● TASK OBJECTIVE: Change "benchmark" to "evaluation" throughout the material below and write it out again with nothing else altered. Leave out the pictures.

Items from a data source:
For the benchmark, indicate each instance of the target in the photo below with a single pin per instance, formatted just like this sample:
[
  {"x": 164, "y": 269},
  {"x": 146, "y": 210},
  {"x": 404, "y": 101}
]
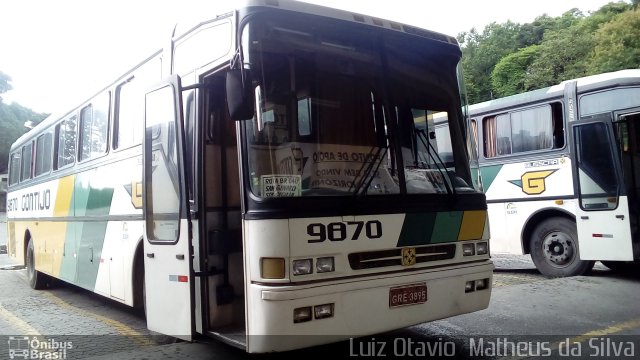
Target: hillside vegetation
[{"x": 509, "y": 58}]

● WRITTEN RESPONSE:
For the evaluation, indicate each instance of the target in the photo below with a single pin per instance, formatted just like this sample:
[
  {"x": 164, "y": 269},
  {"x": 146, "y": 210},
  {"x": 404, "y": 101}
]
Target: hillside vegetation
[{"x": 509, "y": 58}]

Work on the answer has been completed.